[START OF Text block]

On 20 January 2015 at 22:15, Colin Percival <cperciva@tarsnap.com> wrote:
If you run -tv, do you see different timestamps on the files?  Your process of
copying data around sounds like it would have changed the file modification
times, which would result in entirely new tar archive headers.  8.8 MB is
around 17000 tar headers; is that how many files you have?

Thanks for the analysis Colin.  I had a backup of this archive from Jan 16 before I had the filesystem corruption and I just created a new archive (today, Jan 21.)  I've done a diff of the "-t -v" output between the two archives.

From looking at the first character of the output, there are ~278330 files, 63887 directories, 2637 symbolic links, 22 links, and 4 named pipes in each archive.  The latter contains a few extra emails (~80kb) over the former, hence the "~278330".

[END OF Text block]
[START OF Data section]

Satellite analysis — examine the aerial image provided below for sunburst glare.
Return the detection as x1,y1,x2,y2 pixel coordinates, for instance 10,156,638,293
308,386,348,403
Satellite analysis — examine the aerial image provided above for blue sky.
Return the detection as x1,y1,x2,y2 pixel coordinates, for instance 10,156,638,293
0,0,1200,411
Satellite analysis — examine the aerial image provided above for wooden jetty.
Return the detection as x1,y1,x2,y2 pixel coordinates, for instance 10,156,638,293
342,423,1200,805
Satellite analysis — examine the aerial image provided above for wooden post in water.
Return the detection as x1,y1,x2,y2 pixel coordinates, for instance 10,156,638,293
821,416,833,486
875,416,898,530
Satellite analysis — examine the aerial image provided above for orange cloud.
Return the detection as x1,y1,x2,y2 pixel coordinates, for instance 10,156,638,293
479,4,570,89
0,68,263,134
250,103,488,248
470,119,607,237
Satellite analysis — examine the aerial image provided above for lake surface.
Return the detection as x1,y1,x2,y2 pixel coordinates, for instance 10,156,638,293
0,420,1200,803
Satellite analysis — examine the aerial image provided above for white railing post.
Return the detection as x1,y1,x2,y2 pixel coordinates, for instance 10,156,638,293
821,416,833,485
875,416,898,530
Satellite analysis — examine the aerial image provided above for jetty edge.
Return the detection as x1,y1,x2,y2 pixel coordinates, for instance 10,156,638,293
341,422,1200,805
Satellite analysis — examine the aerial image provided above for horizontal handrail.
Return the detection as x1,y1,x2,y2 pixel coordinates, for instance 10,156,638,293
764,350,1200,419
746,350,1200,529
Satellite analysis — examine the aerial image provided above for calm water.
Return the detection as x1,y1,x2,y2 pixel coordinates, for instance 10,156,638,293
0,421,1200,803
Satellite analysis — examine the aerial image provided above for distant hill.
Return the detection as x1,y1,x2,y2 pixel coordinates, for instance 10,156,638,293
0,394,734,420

[END OF Data section]

**Instructions to follow:** Continue the email message comparing the two archive listings, picking up after its final sentence.

**Task result:**
I had to write a script to process the output in order to be able to do a diff.  In the archive from Jan 16, according to the "-t -v" output, most files have a link count of 1, but those same files in the Jan 21 archive have a link count of 0.  Everything else -- mode, owner, group, size and mtime -- is identical in the two listings.  The files on the drive itself are readable and have a link count of 1 when I do an "ls -l" in OS X, with the drive mounted, and I can also restore files from the Jan 21 tarsnap archive without error.

When I did the original data restore from the broken drive I used "rsync -aHv" to copy data off the read-only FS, and "rsync -aHv" to copy it back to the newly reformatted drive, so perhaps that accounts for the 8.8MB snapshot size?  Can you think of another reason why the Jan 21 files have a zero link count?

It's also fine if you don't -- at this stage I'm happy that my data is safe, and hasn't been corrupted!

Thanks!  <3 tarsnap!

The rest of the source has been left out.